GIVEN EXERCISE A
How many lines in the records below contain the string "sign"? Reply with the number alone.

YUV

From Wikipedia, the free encyclopedia

Jump to: navigation, search
Example of U-V color plane, Y' value = 0.5, represented within RGB color gamut
An image along with its Y', U, and V components.

Y'UV is a color space typically used as part of a color image pipeline. It encodes a color image or video taking human perception into account, allowing reduced bandwidth for chrominance components, thereby typically enabling transmission errors or compression artifacts to be more efficiently masked by the human perception than using a "direct" RGB-representation. Other color spaces have similar properties, and the main reason to implement or investigate properties of Y'UV would be for interfacing with analog or digital television or photographic equipment that conforms to certain Y'UV standards.

The scope of the terms Y'UV, YUV, YCbCr, YPbPr, etc., is sometimes ambiguous and overlapping. Historically, the terms YUV and Y'UV were used for a specific analog encoding of color information in television systems, while YCbCr was used for digital encoding of color information suited for video and still-image compression and transmission such as MPEG and JPEG. Today, the term YUV is commonly used in the computer industry to describe file-formats that are encoded using YCbCr.

The Y'UV model defines a color space in terms of one luma (Y') and two chrominance (UV) components. The Y'UV color model is used in the NTSC, PAL, and SECAM composite color video standards. Previous black-and-white systems used only luma (Y') information. Color information (U and V) was added separately via a sub-carrier so that a black-and-white receiver would still be able to receive and display a color picture transmission in the receivers native black-and-white format.

Y' stands for the luma component (the brightness) and U and V are the chrominance (color) components. The YPbPr color model used in analog component video and its digital version YCbCr used in digital video are more or less derived from it (CB/PB and CR/PR are deviations from grey on blue–yellow and red–cyan axes, whereas U and V are blue–luminance and red–luminance differences), and are sometimes called Y'UV. The Y'IQ color space used in the analog NTSC television broadcasting system is related to it, although in a more complex way.

Contents

[edit] History

Y'UV was invented when engineers wanted color television in a black-and-white infrastructure.[1] They needed a signal transmission method that was compatible with black-and-white (B&W) TV while being able to add color television. The luma component was already existing as the B&W signal. They added the UV signal as a solution.

GIVEN EXERCISE B
Resume the YUV color space article above, writing on from its final sentence.

(Records from a dataset)
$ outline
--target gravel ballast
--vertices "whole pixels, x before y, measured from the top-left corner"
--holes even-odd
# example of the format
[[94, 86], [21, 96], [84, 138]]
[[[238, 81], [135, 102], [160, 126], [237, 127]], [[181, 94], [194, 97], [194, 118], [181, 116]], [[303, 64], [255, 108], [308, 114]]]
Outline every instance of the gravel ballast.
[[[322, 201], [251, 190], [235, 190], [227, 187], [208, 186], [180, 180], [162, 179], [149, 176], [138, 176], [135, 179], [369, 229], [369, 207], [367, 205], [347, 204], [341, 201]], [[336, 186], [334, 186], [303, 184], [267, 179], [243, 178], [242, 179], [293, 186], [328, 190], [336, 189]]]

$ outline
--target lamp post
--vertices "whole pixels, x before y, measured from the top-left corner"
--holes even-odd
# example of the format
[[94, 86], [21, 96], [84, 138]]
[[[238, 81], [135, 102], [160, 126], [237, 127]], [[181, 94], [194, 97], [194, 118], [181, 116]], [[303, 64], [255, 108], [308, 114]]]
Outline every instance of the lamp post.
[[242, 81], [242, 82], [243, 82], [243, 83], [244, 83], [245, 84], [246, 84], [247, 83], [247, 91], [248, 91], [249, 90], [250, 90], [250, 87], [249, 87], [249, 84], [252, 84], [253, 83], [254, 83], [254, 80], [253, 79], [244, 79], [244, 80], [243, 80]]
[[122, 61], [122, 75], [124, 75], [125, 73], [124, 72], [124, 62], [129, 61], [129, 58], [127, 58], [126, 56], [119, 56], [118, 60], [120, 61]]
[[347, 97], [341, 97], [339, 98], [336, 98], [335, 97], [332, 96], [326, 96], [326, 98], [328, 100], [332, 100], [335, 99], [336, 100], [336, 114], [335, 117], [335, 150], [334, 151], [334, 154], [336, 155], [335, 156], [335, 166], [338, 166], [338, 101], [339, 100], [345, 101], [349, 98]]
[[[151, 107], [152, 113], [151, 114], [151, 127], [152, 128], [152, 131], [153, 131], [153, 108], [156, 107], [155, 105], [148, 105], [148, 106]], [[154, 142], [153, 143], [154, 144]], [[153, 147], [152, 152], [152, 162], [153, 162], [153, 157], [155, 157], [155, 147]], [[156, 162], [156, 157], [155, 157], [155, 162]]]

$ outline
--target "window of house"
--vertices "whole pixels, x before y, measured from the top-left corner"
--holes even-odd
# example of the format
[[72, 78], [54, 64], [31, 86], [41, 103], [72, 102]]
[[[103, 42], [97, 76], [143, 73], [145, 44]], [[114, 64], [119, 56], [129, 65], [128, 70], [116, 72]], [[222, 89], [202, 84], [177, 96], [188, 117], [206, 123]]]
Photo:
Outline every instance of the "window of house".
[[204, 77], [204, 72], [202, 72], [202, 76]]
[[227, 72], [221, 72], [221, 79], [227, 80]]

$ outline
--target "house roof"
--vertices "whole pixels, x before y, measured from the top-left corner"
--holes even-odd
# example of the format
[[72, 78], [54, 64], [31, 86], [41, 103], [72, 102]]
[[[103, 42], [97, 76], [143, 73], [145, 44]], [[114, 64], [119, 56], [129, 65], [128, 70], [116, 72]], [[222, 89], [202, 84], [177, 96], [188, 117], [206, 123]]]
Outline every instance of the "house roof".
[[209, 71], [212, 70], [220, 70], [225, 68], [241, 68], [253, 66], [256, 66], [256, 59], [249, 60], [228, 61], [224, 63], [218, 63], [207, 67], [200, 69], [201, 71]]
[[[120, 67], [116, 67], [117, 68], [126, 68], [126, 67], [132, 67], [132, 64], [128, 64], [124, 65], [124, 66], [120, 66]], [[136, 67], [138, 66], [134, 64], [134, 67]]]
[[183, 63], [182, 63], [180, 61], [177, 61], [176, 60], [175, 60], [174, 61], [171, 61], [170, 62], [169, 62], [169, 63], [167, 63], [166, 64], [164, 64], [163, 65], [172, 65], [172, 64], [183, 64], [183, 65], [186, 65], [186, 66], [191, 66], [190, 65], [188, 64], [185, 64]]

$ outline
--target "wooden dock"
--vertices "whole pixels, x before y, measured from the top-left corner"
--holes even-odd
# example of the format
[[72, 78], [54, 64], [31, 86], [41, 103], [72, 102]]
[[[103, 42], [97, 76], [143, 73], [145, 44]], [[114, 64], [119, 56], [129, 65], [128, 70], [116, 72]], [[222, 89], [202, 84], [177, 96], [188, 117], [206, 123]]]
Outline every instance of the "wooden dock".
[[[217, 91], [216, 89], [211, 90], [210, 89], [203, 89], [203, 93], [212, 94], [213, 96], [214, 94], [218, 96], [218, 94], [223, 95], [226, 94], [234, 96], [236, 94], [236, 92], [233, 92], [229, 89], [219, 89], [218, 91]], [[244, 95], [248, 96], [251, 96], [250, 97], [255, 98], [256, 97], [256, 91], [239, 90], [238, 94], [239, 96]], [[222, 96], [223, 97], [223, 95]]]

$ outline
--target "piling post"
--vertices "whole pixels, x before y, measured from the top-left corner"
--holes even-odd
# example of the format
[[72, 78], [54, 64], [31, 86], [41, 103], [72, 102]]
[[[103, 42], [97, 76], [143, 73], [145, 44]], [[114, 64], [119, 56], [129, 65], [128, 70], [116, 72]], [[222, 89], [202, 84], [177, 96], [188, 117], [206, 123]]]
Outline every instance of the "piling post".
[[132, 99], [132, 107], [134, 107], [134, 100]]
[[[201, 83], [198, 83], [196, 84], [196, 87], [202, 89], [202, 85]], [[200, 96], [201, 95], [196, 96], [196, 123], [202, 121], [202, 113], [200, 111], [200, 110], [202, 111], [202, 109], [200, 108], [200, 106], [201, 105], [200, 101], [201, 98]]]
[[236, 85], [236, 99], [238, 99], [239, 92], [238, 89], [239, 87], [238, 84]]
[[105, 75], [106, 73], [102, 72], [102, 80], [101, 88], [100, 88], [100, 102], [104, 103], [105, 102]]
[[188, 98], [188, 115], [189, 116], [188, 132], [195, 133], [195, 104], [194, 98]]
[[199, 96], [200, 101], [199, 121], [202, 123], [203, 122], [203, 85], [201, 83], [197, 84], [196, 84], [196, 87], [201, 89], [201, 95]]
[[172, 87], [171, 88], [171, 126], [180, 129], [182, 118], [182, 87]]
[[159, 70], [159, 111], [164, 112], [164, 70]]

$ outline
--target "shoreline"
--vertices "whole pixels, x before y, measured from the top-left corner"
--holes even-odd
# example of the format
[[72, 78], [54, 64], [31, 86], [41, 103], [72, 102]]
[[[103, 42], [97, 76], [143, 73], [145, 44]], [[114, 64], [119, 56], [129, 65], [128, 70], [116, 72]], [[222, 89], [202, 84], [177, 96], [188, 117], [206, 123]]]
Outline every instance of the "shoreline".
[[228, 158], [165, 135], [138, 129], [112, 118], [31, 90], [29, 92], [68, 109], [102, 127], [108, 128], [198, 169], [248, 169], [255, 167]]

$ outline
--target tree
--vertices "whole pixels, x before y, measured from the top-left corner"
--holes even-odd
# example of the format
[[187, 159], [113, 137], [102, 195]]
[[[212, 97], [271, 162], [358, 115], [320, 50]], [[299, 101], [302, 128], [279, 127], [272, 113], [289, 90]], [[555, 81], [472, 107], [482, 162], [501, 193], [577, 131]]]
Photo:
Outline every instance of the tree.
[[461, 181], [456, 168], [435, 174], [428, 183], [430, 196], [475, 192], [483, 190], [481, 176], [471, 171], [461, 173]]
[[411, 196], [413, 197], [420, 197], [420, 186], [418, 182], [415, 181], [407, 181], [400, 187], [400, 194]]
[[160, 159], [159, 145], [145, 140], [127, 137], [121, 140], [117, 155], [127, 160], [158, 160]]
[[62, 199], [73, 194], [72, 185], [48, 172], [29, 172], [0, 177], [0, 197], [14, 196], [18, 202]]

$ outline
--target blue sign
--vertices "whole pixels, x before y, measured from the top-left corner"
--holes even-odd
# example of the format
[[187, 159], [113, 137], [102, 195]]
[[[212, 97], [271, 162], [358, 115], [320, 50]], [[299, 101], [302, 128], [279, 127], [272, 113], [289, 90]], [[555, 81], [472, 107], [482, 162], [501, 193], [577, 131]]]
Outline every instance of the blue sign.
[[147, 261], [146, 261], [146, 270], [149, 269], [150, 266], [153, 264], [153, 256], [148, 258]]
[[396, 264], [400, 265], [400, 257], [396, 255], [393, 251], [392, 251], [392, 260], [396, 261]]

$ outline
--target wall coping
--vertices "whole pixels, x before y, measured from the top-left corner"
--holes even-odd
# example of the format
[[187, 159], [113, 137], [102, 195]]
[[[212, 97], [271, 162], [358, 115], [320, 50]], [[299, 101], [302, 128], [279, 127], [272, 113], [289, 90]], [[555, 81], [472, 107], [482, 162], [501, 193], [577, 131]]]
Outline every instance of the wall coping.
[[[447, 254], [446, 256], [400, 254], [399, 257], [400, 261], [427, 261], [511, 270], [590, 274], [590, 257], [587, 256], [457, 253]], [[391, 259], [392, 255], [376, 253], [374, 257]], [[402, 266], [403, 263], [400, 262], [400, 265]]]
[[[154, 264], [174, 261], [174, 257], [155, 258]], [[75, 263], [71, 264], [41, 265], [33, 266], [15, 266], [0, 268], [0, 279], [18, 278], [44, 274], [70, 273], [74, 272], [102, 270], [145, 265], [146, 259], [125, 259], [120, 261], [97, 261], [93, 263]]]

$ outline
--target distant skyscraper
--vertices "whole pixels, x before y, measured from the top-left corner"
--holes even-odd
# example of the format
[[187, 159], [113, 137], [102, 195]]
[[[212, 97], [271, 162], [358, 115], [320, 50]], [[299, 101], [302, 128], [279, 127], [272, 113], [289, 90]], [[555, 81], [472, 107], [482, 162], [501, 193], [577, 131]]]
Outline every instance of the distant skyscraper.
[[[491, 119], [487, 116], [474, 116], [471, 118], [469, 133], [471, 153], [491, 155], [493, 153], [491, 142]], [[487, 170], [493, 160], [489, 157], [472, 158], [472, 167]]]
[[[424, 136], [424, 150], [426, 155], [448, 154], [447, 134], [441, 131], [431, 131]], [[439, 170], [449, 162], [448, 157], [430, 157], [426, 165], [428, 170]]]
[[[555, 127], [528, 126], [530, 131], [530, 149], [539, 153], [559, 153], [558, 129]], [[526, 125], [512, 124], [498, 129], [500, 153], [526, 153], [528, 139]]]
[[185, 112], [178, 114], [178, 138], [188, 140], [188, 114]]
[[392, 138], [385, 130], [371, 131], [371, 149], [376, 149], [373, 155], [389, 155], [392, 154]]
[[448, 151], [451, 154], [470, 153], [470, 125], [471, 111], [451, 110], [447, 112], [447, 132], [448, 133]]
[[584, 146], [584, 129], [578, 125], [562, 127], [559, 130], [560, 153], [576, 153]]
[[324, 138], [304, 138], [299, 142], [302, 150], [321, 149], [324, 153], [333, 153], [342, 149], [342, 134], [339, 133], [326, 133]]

RESULT A
2

RESULT B
The UV representation of chrominance was chosen over, say, straight R and B signals because U and V are color difference signals. This meant that in a B&W scene the U and V signals would be zero and only the Y' signal would be transmitted. If R and B were to have been used, these would have non-zero values even in a B&W scene. This was important in the early days of color television as many programs were still being made and transmitted in B&W and many TV receivers were B&W only. It was necessary to assign a narrower bandwidth to the chrominance channel (there was no additional bandwidth available) and having some of the luminance information arrive via the chrominance channel - an inevitable consequence of Y'RB - would have resulted in a loss of B&W resolution.[2]

[edit] Mathematical derivations and formulas

Y'UV signals are typically created from an original RGB (red, green and blue) source. The weighted values of R, G, and B are added together to produce a single Y' signal, representing the overall brightness, or luminance, of that spot. The U signal is then created by subtracting the Y' from the blue signal of the original RGB, and then scaling; V is created by subtracting the Y' from the red, and then scaling by a different factor. This can be accomplished easily with analog circuitry.

Mathematically, the analog version of Y'UV can be obtained from RGB with the following relationships


\begin{array}{rll}
W_R &= 0.299 \\
W_B &= 0.114 \\
W_G &= 1 - W_R - W_B = 0.587\\
\\
Y' &= W_R \times R + W_G \times G + W_B \times B \\
U &= 0.436 \times (B - Y') / (1 - W_B) \\
V &= 0.615 \times (R - Y') / (1 - W_R)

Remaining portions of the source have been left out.